## [Page extract]
----------------------------------------

Dresden, to all intents and purposes economically and militarily unimportant to the Nazi war effort, wasn’t a battle. It was a slaughter from the air. It’s little wonder that American novelist, Kurt Vonnegut, based much of his critically acclaimed anti-war novel, Slaughterhouse-Five, on his experiences of living through the Dresden bombing raids. Vonnegut, an American serviceman captured at the Battle of the Bulge, survived by hiding in a meat locker at the slaughterhouse where he was held prisoner.
The debate about whether the bombing of Dresden was a war crime still goes on, but Vonnegut recalled that, “When we came up the city was gone … They burnt the whole damn town down.” The most accurate estimates agree that around 25,000 civilians were killed in the attacks between February 13 – 15. The scale of the destruction was so great that after the war, when Dresden found itself in the Soviet zone of occupation, there were serious discussions about whether the entire city should be levelled.
That, thankfully, wasn’t to be Dresden’s ultimate fate. Starting with the beautiful Saxon royal residence, the Zwinger Palace, the Baroque centre of the city was resurrected. A true Phoenix from the flames of war emerged in the decades after the war. While the architectural and artistic treasure trove for which the city was famed will never be fully recovered, a walk along the northern banks of the River Elbe admiring the magnificent cityscape provides a stunning perspective of this remade Baroque beauty.

----------------------------------------

## [Named-object pointing entries]
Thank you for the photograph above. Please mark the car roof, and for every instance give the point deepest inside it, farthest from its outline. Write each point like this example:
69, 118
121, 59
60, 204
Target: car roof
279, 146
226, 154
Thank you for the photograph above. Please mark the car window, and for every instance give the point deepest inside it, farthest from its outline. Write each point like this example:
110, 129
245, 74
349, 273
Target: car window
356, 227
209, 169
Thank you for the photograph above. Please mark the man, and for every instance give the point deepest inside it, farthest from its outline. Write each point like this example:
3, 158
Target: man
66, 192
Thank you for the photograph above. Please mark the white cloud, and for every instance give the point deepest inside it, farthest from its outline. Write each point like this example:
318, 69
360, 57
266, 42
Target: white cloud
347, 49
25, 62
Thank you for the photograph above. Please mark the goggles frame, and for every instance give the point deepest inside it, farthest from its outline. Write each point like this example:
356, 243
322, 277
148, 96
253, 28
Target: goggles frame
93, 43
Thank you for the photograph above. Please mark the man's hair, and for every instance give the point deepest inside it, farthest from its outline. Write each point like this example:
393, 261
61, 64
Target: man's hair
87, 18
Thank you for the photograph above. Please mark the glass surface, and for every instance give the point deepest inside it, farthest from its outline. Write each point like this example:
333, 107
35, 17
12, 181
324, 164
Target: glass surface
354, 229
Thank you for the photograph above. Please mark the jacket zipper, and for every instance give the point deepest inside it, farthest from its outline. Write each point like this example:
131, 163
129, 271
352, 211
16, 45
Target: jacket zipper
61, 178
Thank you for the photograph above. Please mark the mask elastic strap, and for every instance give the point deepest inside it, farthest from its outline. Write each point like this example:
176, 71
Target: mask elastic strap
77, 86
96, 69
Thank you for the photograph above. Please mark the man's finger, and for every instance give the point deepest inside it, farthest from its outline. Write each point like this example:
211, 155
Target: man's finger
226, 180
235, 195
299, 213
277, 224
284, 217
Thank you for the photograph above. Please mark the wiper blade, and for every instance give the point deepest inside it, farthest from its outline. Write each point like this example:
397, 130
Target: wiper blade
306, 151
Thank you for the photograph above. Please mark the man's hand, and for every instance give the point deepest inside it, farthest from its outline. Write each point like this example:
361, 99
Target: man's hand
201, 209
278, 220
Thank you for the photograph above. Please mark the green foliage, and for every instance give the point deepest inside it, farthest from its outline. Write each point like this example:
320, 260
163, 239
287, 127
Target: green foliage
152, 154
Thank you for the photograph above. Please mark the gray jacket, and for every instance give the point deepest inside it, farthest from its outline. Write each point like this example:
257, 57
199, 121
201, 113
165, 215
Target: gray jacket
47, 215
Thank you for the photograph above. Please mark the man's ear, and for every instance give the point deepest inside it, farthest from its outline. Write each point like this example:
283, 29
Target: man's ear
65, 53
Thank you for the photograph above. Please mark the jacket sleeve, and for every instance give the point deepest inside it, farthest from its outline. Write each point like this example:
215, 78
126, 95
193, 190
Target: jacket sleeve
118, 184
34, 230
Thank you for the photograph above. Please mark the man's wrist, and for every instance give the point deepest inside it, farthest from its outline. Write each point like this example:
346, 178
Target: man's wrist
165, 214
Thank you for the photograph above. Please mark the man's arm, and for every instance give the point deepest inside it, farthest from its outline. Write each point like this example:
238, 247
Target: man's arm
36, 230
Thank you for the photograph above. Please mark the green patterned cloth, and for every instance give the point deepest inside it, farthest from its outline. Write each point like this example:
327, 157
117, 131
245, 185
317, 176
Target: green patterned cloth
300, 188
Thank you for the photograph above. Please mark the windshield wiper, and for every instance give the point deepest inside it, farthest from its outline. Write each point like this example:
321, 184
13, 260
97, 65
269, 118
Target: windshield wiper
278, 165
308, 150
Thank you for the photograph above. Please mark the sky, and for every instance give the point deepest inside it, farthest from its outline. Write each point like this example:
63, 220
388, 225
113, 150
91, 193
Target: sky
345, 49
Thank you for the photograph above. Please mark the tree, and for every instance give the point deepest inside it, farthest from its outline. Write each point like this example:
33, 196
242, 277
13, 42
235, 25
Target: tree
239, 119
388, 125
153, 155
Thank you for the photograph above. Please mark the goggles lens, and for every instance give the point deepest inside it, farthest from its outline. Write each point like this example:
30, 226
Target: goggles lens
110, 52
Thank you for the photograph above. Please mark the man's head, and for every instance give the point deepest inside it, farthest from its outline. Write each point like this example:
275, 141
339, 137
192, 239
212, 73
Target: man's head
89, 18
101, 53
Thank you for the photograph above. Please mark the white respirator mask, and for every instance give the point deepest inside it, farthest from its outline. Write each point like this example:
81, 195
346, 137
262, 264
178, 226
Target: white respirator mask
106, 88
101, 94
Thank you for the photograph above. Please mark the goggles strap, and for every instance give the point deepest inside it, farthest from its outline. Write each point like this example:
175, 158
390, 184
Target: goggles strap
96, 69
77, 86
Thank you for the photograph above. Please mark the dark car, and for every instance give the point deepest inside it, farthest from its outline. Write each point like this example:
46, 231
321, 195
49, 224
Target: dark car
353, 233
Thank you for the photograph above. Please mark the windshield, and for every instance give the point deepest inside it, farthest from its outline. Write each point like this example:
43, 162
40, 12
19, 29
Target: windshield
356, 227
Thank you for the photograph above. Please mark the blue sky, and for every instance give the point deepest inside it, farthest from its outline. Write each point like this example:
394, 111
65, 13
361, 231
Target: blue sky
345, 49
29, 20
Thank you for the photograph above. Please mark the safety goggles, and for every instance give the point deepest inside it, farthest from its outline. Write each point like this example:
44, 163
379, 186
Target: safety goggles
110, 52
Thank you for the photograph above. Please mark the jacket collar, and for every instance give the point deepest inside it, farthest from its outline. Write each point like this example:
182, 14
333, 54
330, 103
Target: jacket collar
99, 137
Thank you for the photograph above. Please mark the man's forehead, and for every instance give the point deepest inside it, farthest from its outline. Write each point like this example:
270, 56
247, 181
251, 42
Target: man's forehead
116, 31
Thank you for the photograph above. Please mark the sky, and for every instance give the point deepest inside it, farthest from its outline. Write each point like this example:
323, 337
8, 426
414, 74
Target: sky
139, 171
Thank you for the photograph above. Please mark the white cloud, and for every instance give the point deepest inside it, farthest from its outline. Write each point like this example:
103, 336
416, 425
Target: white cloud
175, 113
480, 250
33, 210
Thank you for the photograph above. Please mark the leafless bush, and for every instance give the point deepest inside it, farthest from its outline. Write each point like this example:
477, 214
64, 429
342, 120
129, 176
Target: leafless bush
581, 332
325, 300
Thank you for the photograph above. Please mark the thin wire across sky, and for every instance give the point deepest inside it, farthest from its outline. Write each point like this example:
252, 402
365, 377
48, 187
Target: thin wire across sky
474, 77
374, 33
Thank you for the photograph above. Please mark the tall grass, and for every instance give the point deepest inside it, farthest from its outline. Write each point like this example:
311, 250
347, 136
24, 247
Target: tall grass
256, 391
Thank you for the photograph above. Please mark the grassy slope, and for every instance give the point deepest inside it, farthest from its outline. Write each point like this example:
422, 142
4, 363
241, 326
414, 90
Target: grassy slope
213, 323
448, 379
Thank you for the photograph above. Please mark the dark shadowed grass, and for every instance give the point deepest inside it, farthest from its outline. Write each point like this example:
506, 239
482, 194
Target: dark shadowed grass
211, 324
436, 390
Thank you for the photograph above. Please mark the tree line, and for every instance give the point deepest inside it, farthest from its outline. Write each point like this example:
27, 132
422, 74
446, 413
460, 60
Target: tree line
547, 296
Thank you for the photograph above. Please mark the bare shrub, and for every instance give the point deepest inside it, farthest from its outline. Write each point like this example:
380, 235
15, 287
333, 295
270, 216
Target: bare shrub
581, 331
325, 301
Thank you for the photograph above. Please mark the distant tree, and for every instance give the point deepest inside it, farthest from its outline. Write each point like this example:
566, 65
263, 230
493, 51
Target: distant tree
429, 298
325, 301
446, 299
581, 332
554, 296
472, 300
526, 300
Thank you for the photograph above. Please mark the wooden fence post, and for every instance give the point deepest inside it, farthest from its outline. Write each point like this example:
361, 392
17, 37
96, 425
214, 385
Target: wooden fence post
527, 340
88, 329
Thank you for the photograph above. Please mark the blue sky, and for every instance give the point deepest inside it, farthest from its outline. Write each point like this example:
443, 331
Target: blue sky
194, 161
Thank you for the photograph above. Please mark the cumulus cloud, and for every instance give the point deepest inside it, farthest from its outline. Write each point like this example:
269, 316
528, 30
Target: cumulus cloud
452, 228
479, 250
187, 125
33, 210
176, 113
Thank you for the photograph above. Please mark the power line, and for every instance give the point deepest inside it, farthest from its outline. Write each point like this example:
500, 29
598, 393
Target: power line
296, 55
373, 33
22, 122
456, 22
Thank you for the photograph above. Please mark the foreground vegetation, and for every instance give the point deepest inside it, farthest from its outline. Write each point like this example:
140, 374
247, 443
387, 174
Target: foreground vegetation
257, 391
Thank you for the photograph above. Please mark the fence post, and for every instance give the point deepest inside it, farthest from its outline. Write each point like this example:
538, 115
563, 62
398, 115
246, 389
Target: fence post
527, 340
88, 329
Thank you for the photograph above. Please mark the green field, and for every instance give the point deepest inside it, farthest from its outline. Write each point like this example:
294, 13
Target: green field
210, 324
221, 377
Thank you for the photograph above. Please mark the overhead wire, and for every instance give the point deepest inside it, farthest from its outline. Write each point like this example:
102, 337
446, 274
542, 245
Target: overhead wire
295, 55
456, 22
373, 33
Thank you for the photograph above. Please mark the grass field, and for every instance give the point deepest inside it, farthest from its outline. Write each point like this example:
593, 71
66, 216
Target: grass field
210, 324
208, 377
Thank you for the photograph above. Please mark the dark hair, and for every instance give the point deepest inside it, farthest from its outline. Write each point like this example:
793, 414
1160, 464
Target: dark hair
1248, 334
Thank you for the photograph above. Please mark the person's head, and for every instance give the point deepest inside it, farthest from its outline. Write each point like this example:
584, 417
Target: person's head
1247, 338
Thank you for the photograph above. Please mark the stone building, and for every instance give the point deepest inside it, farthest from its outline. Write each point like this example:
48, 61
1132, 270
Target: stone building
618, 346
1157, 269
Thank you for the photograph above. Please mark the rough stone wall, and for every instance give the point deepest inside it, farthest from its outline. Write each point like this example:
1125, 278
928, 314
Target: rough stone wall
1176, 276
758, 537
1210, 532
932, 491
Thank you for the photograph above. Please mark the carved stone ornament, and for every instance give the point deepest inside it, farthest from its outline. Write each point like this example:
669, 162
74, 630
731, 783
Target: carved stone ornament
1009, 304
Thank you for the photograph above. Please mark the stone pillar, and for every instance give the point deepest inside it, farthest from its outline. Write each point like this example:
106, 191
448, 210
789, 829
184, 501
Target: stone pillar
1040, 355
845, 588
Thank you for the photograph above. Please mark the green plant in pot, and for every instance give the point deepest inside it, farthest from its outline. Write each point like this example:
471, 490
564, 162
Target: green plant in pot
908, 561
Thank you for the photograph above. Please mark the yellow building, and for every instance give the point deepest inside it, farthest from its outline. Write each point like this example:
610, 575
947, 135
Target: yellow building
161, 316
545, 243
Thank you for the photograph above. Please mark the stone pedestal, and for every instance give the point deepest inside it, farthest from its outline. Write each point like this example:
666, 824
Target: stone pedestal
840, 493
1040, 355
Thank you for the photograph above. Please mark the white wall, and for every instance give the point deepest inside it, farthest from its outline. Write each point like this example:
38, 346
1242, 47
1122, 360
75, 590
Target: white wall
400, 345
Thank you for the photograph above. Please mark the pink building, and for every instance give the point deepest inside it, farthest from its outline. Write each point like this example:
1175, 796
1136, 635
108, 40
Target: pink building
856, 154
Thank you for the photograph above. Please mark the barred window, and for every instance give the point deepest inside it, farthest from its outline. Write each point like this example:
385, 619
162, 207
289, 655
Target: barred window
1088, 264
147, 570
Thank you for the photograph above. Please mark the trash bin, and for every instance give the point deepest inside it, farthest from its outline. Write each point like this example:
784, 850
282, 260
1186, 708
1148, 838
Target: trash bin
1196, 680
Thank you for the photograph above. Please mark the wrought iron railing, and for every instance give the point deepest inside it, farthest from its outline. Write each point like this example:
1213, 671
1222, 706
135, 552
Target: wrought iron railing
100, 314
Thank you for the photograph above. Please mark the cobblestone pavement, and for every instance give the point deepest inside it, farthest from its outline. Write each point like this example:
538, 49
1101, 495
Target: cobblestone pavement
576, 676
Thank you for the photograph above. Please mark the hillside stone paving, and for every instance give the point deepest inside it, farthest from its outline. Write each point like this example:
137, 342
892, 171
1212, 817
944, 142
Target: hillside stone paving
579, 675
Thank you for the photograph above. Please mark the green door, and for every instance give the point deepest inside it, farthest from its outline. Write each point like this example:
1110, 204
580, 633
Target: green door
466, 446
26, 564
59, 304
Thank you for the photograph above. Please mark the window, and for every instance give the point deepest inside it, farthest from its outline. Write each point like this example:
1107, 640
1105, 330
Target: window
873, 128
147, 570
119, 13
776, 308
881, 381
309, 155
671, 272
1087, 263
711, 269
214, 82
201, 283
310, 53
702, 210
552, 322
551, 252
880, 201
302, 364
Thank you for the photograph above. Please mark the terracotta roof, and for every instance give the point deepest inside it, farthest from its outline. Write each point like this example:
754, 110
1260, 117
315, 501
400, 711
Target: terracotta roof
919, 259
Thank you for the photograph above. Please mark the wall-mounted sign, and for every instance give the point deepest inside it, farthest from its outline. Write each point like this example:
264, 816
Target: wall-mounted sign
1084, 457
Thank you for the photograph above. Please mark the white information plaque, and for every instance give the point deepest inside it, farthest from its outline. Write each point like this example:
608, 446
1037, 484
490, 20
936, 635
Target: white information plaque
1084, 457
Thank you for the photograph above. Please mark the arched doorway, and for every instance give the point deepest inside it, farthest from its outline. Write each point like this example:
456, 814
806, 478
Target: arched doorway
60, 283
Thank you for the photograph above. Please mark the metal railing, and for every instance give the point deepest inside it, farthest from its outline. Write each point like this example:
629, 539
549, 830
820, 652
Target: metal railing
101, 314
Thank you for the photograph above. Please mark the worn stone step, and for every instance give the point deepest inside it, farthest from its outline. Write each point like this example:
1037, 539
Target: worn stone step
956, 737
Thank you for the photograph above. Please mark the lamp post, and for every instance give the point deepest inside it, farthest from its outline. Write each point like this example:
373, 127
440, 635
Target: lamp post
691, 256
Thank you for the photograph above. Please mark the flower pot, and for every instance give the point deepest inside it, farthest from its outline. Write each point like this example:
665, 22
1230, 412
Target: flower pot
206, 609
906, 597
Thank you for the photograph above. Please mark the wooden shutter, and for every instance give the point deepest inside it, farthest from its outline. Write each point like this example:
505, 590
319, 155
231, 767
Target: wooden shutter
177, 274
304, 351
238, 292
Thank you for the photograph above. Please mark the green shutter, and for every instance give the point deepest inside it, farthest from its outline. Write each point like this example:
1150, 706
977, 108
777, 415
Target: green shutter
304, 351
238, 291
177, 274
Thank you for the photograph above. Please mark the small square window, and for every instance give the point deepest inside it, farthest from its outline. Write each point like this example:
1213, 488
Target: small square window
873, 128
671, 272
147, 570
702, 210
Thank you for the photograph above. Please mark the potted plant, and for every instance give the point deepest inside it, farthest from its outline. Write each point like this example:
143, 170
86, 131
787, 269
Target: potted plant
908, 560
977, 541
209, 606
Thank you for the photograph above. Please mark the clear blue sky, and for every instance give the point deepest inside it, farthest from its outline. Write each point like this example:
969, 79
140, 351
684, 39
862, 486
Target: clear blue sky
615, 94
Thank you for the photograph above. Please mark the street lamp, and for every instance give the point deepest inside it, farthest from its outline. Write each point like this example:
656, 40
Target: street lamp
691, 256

----------------------------------------

## [Instructions]
A. From the listing, pull out every line that contains the word "gray". Matching is case-sensitive.
B. Extend the piece on the bombing and rebuilding of Dresden from the point where it stops.

## [Answers provided]
A.
Thank you for the photograph above. Please mark the gray jacket, and for every instance give the point deepest inside it, farthest from its outline. Write each point like this example:
Target: gray jacket

B.
Our first impression of Dresden was the town’s central Neumarkt late on a Friday night after the drive from Berlin. We’d arrived with just enough time to find a few places still serving food. Our search for nourishment didn’t stop us admiring the illuminated dome of the Frauenkirche. A delicate 18th century architectural beauty that dominates the square and surrounding buildings, the Frauenkirche was left as a ruin after the war and was only reconstructed following German reunification in 1990.
We took a quick stroll around the town after dinner, thankful that the East German authorities hadn’t ploughed all this magnificent history into the ground. We stood on Brühl’s Terrace and admired the view across to the Neustadt, bridges and buildings reflected in the calm waters of the River Elbe. It was peaceful and serene, as far as it could possibly be from those fearsome nights in February 1945.